Document excerpt ::
— start —

This is our 250th weekly Management Pocketblog.
We’re looking forward to the next 250!

In last week’s blog, we started our exploration of Henry Mintzberg, Gadfly Generalist. In this second blog, I want to examine two other aspects of his work: the way organisations are structured, and how they think strategically. But first, I feel the need to add in, gratuitously, another of Mintzberg’s more memorable quotes.

Mintzberg Delayering

Mintzberg on The Structure of Organisations

Mintzberg has visited this topic twice: in his 1979 book, The Structuring of Organisations, and then again, in 1989, in Mintzberg on Management. His earlier work identified five archetypical organisational structures or types, which he later revised to six.

  • Entrepreneurial Organisations are small, informal, with loose allocation of roles, but frequently strong leadership from a single chief executive.
  • Machine Organisations are excellent at repetitive tasks like manufacturing, placing efficiency of process at their heart, and formalising everything.
  • Diversified Organisations create a central administrative function to serve a range of operating units that are more or less autonomous. The degree of autonomy seems to vary in cycles with the current cycle creating a high degree of centralisation. See the earlier article, Kenichi Ohmae: Irrational Strategy.
  • Professional Organisations might also be called knowldege organisations. They use the skills and knowledge of their highly trained workforce to deliver fairly standardised services.
  • Innovative Organisations are flexible, informal and multi-disciplinary, allowing them to adapt and innovate. Mintzberg saw these as increasingly succeeding over competitors in the future.
  • Missionary Organisations have a clear mission that provides the basis for strategic choices and the motivation for employees.

Mintzberg on Adhocracy

I am going to make more of this than it may strictly deserve, as it is just one of very many topics on which Mintzberg writes. But it is one that interests me, especially with the emergence in recent years of the concept of holacracy, which seems a natural successor.

The term was, I think, first coined by Warren Bennis and then taken up and popularised by Alvin Toffler in his book, Future Shock. An adhocracy is a way of governing an organisation, not through formal structures, but through informal networks in which individuals take on the roles that are needed at the time. Such organisations are fluid and undocumented and unstructured knowledge has a high value.

Mintzberg developed these ideas, advocating small scale, temporary organisations coming together within the larger whole, to deliver a project, or one product or service, or to serve one customer. He saw two models:

The Operational Adhocracy, which works on behalf of it clients, like service businesses such as consulting

The Administrative Adhocracy, which comes together to serve its parent organisation.

— end —

Raw data ::
— start —

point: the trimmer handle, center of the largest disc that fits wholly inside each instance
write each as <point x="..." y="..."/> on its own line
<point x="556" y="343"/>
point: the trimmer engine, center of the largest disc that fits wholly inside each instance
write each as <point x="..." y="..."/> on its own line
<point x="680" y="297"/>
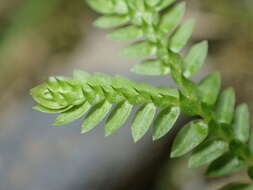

— end —

List of tasks ::
A – Please reproduce everything in the Mintzberg blog post from "Mintzberg has visited" down to "single chief executive.".
B – Translate this sentence from the Mintzberg blog post into Spanish: "Missionary Organisations have a clear mission that provides the basis for strategic choices and the motivation for employees."
C – Answer these questions from the Mintzberg blog post:
(i) Which weekly Management Pocketblog is this, by number?
(ii) In what year did Mintzberg publish The Structuring of Organisations?
(iii) Which of Mintzberg's two adhocracy models comes together to serve its parent organisation?

Solutions to the problems ::
A –
Mintzberg has visited this topic twice: in his 1979 book, The Structuring of Organisations, and then again, in 1989, in Mintzberg on Management. His earlier work identified five archetypical organisational structures or types, which he later revised to six.

  • Entrepreneurial Organisations are small, informal, with loose allocation of roles, but frequently strong leadership from a single chief executive.

B – Las organizaciones misioneras tienen una misión clara que proporciona la base para las decisiones estratégicas y la motivación de los empleados.

C –
(i) The 250th
(ii) 1979
(iii) The Administrative Adhocracy